**Problem details:**
Rewrite the lines of the records below as a numbered list. Begin at the line that contains "Pick out every instance of the double", stop at the end of the records, and leave out any blank lines.

**Exercise inputs:**
━━━

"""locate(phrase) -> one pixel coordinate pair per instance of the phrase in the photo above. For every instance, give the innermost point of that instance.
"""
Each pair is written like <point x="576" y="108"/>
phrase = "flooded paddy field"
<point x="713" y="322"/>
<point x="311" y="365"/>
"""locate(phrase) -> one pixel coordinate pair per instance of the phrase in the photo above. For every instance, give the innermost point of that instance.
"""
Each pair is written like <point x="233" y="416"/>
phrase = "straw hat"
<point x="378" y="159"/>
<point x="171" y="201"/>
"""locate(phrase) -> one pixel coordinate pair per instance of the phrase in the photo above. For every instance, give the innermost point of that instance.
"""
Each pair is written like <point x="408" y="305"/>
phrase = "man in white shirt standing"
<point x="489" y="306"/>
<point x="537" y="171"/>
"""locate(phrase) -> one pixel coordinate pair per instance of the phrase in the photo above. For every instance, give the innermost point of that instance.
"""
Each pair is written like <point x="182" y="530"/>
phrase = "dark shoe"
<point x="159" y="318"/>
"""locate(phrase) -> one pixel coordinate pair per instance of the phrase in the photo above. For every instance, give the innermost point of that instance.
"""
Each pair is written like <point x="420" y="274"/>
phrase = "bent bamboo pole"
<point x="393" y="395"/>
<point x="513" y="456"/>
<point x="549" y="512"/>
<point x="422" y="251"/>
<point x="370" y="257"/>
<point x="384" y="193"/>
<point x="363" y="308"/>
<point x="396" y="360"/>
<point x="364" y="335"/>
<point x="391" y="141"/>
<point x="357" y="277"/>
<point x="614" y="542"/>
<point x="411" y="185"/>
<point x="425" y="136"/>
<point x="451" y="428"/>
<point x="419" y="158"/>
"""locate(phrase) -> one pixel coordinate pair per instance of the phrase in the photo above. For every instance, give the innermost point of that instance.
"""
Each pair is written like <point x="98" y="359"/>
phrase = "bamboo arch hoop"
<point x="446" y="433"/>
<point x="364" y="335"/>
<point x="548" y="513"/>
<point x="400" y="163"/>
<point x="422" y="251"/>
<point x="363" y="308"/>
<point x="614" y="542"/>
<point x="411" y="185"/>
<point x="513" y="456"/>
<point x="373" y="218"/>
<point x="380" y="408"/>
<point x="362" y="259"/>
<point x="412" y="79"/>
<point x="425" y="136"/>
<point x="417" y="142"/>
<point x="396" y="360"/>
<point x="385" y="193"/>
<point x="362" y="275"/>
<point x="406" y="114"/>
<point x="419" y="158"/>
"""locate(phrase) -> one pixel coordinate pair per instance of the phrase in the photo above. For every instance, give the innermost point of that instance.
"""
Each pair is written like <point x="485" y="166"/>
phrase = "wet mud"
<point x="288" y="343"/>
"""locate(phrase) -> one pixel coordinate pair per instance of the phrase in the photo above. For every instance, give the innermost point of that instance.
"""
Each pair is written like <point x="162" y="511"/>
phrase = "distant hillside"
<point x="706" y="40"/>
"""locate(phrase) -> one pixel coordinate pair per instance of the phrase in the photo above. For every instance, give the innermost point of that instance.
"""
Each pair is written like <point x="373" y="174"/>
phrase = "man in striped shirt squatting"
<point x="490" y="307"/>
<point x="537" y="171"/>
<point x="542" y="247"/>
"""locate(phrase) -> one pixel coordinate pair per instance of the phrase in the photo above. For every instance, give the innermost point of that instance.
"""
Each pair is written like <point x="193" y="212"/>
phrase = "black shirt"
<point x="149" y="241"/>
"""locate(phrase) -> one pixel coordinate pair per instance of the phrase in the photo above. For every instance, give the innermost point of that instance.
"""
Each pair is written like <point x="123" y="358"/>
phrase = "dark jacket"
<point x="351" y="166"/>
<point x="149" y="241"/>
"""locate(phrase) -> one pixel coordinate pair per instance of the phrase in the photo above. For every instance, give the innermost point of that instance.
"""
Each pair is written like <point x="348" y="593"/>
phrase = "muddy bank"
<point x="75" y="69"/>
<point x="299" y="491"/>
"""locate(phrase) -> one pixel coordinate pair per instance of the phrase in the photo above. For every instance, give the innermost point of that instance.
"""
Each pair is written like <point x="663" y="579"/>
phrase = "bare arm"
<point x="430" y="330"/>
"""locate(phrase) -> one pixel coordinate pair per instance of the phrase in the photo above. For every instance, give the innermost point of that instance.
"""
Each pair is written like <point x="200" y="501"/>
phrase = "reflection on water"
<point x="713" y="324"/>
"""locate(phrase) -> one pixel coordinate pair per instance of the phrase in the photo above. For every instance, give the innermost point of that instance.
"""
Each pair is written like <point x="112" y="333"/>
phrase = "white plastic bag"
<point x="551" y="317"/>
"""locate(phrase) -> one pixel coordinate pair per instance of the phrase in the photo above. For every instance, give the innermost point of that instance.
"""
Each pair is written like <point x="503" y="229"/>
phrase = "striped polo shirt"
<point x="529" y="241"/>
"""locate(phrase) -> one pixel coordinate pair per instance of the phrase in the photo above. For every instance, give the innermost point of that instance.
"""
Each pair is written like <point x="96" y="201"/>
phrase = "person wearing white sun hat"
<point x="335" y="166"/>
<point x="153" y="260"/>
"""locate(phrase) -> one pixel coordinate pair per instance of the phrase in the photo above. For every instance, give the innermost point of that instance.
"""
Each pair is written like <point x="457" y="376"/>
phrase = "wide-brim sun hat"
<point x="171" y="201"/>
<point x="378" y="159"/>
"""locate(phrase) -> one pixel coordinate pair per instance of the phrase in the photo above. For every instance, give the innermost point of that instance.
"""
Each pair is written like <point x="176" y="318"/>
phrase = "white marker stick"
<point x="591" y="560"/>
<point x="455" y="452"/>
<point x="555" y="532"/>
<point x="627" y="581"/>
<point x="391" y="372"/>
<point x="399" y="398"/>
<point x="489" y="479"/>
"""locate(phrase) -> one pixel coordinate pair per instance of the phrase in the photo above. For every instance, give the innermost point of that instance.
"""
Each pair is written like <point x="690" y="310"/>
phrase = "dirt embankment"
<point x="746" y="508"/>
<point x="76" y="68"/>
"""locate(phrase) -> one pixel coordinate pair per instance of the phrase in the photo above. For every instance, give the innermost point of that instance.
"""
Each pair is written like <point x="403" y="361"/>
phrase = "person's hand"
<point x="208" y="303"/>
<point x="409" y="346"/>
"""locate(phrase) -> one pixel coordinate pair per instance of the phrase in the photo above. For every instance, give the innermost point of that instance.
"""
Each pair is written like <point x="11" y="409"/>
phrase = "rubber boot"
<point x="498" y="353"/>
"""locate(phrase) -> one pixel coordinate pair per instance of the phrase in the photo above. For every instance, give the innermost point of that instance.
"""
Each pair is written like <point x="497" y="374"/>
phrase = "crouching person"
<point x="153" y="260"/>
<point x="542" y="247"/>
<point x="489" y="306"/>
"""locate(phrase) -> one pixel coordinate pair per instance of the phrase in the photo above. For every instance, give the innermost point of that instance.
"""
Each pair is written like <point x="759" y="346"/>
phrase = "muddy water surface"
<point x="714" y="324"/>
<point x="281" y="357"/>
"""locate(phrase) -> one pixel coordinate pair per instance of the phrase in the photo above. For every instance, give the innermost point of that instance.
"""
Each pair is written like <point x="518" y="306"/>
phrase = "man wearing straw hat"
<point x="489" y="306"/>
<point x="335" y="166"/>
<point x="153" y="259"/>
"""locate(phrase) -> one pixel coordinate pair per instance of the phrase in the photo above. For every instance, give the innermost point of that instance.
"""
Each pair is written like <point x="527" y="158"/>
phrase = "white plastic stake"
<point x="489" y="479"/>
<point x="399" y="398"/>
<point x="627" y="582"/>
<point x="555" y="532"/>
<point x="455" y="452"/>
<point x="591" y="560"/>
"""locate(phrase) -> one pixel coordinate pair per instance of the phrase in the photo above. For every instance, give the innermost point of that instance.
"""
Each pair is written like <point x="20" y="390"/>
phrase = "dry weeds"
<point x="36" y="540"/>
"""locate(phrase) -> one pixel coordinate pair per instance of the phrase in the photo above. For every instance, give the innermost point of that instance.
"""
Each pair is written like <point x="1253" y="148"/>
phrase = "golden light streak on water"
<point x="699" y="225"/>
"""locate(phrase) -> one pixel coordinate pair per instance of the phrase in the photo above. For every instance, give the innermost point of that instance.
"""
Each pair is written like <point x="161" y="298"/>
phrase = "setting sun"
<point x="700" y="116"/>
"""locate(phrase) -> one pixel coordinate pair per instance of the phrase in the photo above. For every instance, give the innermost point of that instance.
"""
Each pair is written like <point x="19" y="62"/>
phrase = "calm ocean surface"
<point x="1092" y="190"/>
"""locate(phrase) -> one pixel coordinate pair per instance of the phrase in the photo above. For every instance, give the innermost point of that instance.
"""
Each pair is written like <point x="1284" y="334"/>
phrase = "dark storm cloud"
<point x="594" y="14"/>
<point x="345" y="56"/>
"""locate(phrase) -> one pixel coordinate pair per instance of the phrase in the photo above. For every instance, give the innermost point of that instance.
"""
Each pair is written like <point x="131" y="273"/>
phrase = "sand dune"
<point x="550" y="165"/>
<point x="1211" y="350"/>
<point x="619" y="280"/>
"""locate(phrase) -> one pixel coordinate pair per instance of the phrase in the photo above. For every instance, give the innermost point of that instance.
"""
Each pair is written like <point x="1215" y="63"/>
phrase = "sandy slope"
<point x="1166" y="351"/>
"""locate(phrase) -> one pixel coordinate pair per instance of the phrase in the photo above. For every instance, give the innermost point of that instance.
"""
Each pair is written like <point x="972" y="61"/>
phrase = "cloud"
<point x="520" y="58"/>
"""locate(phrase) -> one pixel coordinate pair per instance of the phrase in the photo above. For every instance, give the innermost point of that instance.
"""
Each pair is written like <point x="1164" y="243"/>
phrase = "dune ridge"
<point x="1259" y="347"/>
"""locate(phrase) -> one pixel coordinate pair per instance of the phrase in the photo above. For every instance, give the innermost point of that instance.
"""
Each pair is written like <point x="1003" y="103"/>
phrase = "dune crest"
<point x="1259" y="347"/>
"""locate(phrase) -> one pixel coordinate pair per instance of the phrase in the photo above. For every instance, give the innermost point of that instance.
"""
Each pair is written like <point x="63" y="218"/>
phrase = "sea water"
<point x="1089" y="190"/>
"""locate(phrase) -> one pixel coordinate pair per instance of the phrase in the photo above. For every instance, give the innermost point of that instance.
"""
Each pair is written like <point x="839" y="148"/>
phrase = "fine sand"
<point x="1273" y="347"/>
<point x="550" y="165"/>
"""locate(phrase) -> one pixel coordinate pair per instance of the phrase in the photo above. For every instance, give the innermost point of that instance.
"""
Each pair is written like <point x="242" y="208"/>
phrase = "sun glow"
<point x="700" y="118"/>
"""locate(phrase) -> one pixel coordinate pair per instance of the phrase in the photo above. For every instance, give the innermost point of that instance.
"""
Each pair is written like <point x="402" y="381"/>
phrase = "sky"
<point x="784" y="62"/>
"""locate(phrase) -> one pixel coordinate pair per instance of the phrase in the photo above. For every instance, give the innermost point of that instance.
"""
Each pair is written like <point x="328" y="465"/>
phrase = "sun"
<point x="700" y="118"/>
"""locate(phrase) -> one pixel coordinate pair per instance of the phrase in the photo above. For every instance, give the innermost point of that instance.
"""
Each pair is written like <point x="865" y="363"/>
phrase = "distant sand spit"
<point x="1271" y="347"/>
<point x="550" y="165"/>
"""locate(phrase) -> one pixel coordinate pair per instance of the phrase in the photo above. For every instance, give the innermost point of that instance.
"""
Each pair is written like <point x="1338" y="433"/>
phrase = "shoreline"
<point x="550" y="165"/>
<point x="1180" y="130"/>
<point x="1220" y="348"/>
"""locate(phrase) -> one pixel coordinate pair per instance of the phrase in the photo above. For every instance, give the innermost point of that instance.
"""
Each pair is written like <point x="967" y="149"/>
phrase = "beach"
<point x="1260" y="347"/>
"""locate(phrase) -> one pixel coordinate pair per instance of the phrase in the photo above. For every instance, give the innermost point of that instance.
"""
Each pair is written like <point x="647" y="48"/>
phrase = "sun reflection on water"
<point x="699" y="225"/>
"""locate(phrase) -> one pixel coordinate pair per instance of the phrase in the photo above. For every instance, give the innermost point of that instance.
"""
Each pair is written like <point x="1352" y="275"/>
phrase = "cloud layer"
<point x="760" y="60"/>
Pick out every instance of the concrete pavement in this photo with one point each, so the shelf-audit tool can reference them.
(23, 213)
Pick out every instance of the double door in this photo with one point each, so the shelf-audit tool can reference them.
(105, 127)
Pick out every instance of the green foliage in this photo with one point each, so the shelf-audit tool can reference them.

━━━

**Completed task:**
1. Pick out every instance of the double door in this photo with one point each, so the shelf-audit tool can reference them.
2. (105, 127)
3. Pick out every instance of the green foliage in this photo with one point each, so the shelf-audit tool can reference them.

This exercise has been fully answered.